_PASSAGE PROVIDED_
§
AMiable Solution #375: In Defense of Paper


Has anyone ever given you a hard time for “wasting” paper with marketing? Do people refer to your direct mail campaigns—the projects that you’ve labored for days, weeks, even months over—as “junk mail”? Have you ever felt like the environmental bad guy for doing your job?

Maybe you’ve even read opinions like this one, found on the website of a company urging businesses to go paperless: “No one likes them—junk mail fliers that end up in your mailbox each day.”

The general argument against using paper in marketing is usually environmentally based. The charge? Destroying too many trees and creating too much trash. For many companies, organizations, and businesses, however, the urge to drop print for digital is often financial.

But both arguments overlook some key factors. Printed marketing, paper marketing, has benefits that digital marketing just can’t touch. Roger Dooley, who helps marketers “market and sell better using brain science and behavior research,” reports that

  • Paper ads engage viewers longer than digital ads do. That means more donations. More inquiries. More sales.


  • Physical ads cause more activity in brain areas associated with value and desire. If they want it, they’ll most likely buy it.


  • Direct mail is easier to process (mentally) than digital marketing, and it tests better for brand recall. You don’t want your prospects and customers to have to work at understanding your offer or recognizing your brand. Make it easy for them.


In addition, Domtar Paper vice president of sustainability and business communications, Paige Goff, says that a detailed or complicated document—like an offer for a complex or high-end product or service—is usually “easier to read, pass around, and make notes on if it’s printed.” In other words, you’re more likely to intrigue and engage your market.

What’s more, paper producers have gone to great lengths in recent years to replenish the natural resources that paper-making depletes. There are 20% more trees in the United States today than there were on the first Earth Day in 1970.

We’re not saying that print marketing will overtake digital marketing. Digital marketing has its place and its advantages. We’re just saying that direct mail gets a bad rap, and it deserves better than that.
§
_DATA BLOCK_

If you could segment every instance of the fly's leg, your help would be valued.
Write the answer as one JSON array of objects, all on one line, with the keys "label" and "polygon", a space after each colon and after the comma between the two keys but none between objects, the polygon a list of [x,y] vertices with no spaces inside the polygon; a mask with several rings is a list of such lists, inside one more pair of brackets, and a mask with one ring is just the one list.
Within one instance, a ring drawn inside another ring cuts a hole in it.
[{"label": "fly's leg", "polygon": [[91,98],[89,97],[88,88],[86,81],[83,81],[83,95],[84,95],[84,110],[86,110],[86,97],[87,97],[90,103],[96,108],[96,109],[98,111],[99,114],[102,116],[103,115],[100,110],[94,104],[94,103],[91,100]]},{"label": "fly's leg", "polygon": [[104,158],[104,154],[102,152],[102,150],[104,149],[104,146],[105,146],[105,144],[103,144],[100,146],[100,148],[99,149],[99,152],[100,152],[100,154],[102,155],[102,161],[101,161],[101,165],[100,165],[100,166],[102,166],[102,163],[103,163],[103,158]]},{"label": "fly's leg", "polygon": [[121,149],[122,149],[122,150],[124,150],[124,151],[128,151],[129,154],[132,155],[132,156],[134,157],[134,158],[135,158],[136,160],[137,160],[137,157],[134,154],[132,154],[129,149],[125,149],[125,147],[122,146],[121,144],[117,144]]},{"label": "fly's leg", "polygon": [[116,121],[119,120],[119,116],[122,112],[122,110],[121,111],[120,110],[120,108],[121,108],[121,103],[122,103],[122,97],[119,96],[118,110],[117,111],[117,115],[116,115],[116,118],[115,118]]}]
§
_WRITTEN PROBLEM_
Copy the passage from the article defending paper in marketing word for word, starting at "But both arguments" and ending at "inquiries. More sales.".

_OUTPUT FOR THIS TASK_
But both arguments overlook some key factors. Printed marketing, paper marketing, has benefits that digital marketing just can’t touch. Roger Dooley, who helps marketers “market and sell better using brain science and behavior research,” reports that

  • Paper ads engage viewers longer than digital ads do. That means more donations. More inquiries. More sales.